- [Passage provided]

####

So if AI is a miracle why does it only work on one side and not both? Why aren't people happy when things are not written by humans but happy when they can "delegate" their work to an AI agent?

AI replacing people

So you're an amazing manager that uses AI so efficiently that you do all your job using AI. Good for you, you save a lot of time. But now the question is, "what is your added value", or more bluntly "why do we need you?".

This is one of the things that companies are evaluating and clearing up massive parts of the companies, especially middle management. Don't get me wrong, I've seen a lot of companies where some managers were only useful as glorified mail router systems where they only provided information from one layer of the company to the other, but having it replace people just for the sake of "AI powering the company" will have dangerous results.

If you don't believe me, let's check Meta again. Instagram was "hacked" recently because their support was AI-based. So if you provided fake information the system happily restored the account thinking it would be yours. Humans are fallible as well, but replacing humans with AI doesn't generate better results. Companies are already hiring people again that they fired when they tried to follow the AI hype machine.

####

Point-per-instance localization data:

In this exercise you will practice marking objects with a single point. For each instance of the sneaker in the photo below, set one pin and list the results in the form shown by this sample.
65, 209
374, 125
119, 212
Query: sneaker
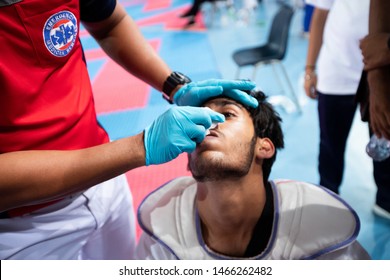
379, 211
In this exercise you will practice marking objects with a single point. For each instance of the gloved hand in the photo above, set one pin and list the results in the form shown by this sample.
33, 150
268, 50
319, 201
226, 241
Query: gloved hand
177, 131
196, 93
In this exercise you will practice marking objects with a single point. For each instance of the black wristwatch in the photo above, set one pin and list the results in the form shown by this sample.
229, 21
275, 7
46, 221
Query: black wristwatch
175, 79
388, 43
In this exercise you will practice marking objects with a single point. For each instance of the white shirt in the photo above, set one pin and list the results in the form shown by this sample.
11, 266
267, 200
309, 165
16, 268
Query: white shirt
340, 62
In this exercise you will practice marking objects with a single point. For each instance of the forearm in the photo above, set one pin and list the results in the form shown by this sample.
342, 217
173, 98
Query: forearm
30, 177
121, 39
379, 16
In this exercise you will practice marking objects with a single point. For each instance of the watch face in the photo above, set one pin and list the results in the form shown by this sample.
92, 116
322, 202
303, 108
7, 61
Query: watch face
182, 79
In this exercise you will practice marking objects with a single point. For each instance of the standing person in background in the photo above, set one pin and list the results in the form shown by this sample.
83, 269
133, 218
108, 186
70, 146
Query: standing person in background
337, 27
62, 195
194, 10
374, 97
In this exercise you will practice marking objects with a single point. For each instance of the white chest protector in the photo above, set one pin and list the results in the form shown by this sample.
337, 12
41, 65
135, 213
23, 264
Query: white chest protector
309, 223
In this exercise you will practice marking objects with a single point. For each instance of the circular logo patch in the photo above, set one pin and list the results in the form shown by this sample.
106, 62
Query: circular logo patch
60, 33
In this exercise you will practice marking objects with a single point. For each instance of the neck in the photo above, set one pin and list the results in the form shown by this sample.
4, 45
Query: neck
229, 211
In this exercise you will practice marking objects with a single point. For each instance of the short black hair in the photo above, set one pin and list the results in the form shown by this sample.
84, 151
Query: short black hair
267, 123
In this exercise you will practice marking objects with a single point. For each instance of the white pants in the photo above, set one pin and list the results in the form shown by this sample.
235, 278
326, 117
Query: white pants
96, 224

####

- [Task brief]
Reproduce the full text on AI replacing people word for word, from its first line to its last.

- [Solution for this problem]
So if AI is a miracle why does it only work on one side and not both? Why aren't people happy when things are not written by humans but happy when they can "delegate" their work to an AI agent?

AI replacing people

So you're an amazing manager that uses AI so efficiently that you do all your job using AI. Good for you, you save a lot of time. But now the question is, "what is your added value", or more bluntly "why do we need you?".

This is one of the things that companies are evaluating and clearing up massive parts of the companies, especially middle management. Don't get me wrong, I've seen a lot of companies where some managers were only useful as glorified mail router systems where they only provided information from one layer of the company to the other, but having it replace people just for the sake of "AI powering the company" will have dangerous results.

If you don't believe me, let's check Meta again. Instagram was "hacked" recently because their support was AI-based. So if you provided fake information the system happily restored the account thinking it would be yours. Humans are fallible as well, but replacing humans with AI doesn't generate better results. Companies are already hiring people again that they fired when they tried to follow the AI hype machine.